◆ Task objective:
Pictures aside, return all of the records exactly as they stand.

(Region pointing data)

——

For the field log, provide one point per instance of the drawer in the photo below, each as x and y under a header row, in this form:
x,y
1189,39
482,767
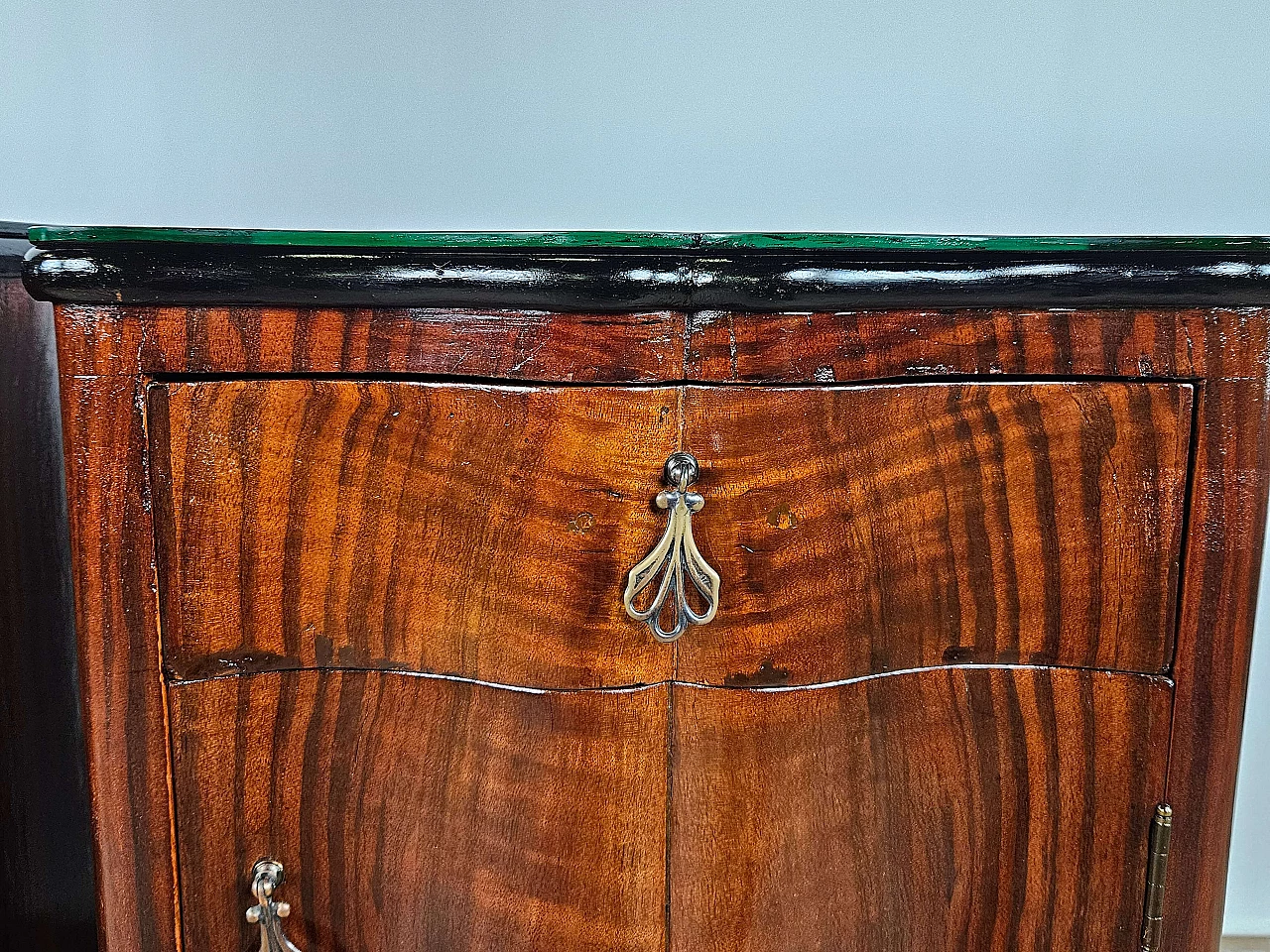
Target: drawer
x,y
488,531
965,807
466,530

——

◆ Task answer:
For the field log, provide one point per instance of the drawer in the photo below, each as x and y under a header row, in this form:
x,y
1189,39
482,767
Target: drawer
x,y
488,531
965,807
466,530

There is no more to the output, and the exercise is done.